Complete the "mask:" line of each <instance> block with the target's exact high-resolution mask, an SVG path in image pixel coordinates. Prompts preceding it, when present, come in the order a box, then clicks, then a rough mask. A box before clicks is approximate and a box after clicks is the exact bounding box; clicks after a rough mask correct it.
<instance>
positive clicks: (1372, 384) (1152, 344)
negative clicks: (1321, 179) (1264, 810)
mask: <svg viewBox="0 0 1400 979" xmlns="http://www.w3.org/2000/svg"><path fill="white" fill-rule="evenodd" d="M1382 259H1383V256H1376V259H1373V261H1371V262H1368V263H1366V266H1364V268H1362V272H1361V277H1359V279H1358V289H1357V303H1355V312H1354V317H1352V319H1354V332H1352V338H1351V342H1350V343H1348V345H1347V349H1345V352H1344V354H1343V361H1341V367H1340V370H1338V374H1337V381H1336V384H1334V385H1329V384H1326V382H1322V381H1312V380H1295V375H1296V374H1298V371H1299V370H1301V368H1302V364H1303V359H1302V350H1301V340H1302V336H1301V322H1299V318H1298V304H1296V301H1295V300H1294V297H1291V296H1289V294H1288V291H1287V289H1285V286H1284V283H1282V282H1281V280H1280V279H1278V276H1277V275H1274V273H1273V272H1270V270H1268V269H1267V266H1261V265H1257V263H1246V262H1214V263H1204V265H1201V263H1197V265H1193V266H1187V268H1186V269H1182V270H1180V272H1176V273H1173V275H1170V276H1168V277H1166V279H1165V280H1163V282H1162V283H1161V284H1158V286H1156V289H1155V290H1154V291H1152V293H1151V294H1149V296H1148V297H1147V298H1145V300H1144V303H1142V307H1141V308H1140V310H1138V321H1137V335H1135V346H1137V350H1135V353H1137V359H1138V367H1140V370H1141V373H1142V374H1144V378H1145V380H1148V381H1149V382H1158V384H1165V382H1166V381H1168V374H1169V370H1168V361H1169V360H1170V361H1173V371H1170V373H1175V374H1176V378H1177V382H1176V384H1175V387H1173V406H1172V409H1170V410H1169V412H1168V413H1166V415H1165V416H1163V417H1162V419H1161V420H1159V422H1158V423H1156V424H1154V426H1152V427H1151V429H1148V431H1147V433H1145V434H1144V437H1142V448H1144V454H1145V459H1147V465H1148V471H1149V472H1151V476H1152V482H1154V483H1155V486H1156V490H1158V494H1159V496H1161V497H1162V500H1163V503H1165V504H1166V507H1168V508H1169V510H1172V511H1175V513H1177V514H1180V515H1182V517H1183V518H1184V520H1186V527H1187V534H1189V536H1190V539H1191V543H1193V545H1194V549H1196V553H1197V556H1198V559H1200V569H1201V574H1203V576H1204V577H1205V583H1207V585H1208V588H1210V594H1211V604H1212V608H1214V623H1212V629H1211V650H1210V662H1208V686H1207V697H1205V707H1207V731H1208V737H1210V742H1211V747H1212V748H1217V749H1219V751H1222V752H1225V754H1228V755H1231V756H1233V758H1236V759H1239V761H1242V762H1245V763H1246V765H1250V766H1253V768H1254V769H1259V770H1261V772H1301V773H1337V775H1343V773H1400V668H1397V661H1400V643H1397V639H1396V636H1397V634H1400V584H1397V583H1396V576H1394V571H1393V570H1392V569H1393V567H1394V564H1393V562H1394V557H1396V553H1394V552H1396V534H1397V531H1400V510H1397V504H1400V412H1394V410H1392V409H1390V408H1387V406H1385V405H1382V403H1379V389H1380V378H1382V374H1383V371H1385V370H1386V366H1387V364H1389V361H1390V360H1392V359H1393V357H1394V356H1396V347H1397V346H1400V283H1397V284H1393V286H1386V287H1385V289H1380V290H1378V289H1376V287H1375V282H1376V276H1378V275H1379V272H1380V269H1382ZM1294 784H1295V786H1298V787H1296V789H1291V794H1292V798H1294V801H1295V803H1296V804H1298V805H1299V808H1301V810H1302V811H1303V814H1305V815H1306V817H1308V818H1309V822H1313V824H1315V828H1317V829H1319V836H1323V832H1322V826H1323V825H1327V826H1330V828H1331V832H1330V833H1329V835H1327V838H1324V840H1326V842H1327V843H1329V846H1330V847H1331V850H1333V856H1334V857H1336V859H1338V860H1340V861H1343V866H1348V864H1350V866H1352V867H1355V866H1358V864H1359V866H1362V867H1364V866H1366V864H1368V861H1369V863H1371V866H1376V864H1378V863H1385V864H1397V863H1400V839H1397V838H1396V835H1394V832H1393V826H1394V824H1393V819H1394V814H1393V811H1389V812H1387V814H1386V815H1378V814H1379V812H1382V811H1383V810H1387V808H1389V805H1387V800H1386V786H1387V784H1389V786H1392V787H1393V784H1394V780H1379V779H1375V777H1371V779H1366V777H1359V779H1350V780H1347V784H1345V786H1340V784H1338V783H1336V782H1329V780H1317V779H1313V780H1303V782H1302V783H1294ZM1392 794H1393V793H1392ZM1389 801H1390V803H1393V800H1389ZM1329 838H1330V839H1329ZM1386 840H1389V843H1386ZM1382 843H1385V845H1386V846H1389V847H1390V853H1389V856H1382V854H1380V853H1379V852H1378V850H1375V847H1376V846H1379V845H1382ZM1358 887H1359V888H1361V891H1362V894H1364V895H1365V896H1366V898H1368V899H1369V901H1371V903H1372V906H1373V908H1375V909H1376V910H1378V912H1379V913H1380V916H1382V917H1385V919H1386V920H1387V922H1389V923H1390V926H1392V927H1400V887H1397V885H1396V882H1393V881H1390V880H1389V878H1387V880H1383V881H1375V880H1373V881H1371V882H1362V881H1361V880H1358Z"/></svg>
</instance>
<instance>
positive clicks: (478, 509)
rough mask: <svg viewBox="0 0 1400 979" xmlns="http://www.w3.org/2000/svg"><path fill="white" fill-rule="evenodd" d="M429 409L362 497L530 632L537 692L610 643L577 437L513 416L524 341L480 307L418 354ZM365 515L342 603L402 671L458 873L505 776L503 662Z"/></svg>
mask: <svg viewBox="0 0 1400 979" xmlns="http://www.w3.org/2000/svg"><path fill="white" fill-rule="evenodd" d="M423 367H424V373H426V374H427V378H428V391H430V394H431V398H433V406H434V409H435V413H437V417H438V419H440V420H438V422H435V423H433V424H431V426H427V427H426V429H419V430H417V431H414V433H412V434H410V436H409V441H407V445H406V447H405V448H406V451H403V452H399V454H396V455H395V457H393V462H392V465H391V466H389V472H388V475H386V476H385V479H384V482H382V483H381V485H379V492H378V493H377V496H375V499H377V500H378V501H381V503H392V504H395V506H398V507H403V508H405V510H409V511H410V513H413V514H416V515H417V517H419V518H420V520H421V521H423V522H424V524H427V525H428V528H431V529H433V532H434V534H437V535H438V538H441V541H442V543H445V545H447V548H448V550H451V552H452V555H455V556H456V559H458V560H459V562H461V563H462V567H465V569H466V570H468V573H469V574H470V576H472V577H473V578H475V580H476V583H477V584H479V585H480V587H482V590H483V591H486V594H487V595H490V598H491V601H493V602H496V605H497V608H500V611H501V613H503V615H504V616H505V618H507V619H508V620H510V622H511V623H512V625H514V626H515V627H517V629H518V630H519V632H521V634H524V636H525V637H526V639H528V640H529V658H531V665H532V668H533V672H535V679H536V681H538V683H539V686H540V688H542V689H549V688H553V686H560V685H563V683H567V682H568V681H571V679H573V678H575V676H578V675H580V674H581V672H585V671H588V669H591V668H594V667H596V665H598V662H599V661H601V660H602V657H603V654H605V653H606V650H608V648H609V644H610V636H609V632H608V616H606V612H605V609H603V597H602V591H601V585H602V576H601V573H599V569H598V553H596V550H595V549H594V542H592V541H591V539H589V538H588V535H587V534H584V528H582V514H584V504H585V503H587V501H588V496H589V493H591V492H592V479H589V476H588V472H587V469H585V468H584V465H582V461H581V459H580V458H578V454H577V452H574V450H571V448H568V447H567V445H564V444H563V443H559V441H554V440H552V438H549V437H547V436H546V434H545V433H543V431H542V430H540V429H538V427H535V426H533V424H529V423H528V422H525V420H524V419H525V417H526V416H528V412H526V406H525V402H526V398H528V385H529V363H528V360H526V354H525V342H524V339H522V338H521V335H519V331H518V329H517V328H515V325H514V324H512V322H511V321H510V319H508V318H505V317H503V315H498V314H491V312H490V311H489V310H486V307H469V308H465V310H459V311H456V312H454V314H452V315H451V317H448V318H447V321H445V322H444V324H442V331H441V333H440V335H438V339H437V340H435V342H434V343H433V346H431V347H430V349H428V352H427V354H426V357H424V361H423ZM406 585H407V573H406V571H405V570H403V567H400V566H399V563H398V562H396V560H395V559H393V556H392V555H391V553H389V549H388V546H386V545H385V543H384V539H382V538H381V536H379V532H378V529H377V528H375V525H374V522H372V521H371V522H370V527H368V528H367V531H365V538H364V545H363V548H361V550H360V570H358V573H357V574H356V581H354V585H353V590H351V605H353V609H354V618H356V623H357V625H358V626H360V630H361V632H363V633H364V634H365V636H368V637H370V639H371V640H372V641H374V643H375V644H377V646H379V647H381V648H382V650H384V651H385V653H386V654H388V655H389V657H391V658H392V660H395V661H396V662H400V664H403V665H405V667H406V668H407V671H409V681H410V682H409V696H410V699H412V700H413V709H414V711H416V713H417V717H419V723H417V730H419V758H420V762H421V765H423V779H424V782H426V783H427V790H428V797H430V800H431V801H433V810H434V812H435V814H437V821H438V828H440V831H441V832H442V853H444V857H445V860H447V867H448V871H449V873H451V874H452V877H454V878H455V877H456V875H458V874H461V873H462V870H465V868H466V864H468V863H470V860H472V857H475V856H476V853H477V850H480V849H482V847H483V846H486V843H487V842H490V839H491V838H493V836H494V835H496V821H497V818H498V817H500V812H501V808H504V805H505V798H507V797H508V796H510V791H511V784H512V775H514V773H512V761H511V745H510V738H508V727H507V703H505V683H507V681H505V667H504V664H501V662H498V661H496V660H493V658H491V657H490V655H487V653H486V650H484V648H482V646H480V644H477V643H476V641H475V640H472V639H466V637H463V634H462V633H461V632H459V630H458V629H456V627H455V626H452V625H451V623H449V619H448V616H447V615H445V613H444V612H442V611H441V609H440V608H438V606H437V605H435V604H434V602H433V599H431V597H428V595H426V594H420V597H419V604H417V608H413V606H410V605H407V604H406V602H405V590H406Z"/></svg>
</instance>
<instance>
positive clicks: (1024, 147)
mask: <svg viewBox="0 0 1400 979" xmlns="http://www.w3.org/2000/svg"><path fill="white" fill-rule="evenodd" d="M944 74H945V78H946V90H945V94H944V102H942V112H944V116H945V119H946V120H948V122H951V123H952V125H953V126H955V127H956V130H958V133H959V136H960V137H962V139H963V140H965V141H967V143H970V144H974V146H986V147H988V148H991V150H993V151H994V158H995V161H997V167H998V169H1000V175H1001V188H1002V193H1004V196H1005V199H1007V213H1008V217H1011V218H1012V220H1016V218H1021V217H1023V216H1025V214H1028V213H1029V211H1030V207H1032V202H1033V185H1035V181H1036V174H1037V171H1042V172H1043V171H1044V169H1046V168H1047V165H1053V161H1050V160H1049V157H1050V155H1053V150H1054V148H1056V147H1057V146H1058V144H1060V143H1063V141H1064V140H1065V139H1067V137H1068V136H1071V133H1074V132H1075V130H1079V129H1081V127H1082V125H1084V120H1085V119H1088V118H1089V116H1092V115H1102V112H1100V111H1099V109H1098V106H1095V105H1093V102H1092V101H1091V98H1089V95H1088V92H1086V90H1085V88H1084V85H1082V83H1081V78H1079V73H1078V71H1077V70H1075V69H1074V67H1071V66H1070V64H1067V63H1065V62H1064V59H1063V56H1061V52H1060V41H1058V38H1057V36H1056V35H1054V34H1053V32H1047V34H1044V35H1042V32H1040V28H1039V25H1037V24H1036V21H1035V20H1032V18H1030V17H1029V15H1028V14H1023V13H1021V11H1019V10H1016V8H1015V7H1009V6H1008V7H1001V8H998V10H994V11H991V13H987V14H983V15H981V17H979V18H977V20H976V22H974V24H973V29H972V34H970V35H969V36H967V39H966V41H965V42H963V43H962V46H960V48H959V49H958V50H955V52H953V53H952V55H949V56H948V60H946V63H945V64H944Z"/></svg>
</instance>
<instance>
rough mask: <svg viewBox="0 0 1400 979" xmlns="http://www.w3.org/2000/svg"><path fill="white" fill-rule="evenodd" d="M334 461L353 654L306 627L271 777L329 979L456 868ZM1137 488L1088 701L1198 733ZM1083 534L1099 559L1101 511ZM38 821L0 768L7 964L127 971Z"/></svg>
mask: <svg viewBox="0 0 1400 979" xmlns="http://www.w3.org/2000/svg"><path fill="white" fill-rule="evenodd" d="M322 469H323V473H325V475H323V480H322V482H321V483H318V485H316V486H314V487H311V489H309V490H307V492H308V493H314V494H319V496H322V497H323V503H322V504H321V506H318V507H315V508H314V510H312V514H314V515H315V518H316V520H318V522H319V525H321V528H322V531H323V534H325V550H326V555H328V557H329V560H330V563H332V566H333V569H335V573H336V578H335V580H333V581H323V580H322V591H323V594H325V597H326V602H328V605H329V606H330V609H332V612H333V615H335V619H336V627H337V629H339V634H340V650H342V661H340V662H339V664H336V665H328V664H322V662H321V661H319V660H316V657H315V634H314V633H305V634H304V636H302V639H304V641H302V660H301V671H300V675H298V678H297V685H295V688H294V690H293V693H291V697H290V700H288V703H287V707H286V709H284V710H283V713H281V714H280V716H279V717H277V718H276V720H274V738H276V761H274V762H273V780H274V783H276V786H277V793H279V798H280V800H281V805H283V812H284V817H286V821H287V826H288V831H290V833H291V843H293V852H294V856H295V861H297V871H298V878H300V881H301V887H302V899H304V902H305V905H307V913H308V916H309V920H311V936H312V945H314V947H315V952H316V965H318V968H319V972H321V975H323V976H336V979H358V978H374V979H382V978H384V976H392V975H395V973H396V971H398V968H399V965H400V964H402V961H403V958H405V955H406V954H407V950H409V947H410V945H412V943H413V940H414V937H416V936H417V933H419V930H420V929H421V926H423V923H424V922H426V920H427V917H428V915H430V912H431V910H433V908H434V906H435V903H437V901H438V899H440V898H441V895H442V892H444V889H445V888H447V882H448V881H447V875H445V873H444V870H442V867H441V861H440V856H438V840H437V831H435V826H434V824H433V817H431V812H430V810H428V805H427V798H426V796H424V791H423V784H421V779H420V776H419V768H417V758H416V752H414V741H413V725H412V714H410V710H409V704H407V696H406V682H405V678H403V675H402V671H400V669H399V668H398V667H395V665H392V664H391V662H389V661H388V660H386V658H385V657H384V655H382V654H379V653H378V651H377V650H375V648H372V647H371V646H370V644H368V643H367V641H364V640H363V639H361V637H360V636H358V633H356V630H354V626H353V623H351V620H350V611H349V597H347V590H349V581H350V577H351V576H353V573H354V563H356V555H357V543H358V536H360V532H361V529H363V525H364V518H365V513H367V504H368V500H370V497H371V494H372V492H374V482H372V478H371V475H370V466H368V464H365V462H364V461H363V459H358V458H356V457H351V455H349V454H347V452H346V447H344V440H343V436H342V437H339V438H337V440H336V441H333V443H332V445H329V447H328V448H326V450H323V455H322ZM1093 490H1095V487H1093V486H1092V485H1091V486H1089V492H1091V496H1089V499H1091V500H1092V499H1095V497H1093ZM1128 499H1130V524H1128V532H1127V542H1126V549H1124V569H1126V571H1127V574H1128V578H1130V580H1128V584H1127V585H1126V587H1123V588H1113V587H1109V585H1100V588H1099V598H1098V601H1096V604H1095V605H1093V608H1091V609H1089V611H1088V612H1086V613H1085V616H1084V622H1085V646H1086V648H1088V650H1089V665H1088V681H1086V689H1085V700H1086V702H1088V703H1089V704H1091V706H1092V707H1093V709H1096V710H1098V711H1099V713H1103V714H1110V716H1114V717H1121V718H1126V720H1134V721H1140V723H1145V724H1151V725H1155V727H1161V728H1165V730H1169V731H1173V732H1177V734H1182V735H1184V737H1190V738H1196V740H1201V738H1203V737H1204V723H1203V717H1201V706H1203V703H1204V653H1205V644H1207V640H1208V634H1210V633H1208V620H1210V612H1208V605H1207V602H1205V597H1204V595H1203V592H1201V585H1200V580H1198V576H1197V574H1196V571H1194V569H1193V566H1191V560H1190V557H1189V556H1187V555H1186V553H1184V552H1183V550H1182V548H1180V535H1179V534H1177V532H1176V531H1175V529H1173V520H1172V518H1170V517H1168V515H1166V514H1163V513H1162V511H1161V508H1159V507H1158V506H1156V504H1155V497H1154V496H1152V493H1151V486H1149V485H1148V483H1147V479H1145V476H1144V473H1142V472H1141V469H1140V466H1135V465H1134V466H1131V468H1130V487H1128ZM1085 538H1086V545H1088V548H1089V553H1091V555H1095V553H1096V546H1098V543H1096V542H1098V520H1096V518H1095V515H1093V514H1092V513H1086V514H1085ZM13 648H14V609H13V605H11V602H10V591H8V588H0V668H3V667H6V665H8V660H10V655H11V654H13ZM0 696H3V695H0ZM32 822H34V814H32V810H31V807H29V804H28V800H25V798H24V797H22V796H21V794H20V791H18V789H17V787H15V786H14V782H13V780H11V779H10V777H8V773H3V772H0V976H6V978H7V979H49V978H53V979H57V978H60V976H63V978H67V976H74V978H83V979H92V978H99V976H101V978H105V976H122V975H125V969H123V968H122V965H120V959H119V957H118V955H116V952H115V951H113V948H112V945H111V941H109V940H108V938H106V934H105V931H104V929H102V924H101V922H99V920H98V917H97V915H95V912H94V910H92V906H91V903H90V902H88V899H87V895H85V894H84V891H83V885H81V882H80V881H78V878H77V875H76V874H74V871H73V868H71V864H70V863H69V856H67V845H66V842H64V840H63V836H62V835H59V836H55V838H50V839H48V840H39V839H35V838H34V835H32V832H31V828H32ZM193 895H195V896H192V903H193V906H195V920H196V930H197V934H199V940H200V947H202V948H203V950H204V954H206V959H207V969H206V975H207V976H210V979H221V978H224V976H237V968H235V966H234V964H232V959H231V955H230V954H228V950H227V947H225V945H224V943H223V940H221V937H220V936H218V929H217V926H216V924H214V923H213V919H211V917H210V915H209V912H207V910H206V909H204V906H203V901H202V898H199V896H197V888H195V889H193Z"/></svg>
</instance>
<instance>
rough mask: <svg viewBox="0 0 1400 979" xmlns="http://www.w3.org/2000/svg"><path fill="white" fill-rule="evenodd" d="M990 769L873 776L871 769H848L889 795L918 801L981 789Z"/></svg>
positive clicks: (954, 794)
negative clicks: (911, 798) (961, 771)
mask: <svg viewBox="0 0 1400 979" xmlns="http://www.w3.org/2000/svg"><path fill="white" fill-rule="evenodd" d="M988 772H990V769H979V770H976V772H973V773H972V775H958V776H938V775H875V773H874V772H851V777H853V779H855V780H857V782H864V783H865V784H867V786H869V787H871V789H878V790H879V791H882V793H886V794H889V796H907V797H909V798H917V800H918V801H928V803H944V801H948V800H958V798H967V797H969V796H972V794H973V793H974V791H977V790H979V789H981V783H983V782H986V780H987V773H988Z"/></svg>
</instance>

+ + + + + + +

**Task prompt:** Looking at the material above, please copy exactly every line from its first line through the line containing "positive clicks: (1372, 384) (1152, 344)", with both ends included and nothing else.

**Result for this exercise:**
Complete the "mask:" line of each <instance> block with the target's exact high-resolution mask, an SVG path in image pixel coordinates. Prompts preceding it, when present, come in the order a box, then clicks, then a rough mask. A box before clicks is approximate and a box after clicks is the exact bounding box; clicks after a rough mask correct it.
<instance>
positive clicks: (1372, 384) (1152, 344)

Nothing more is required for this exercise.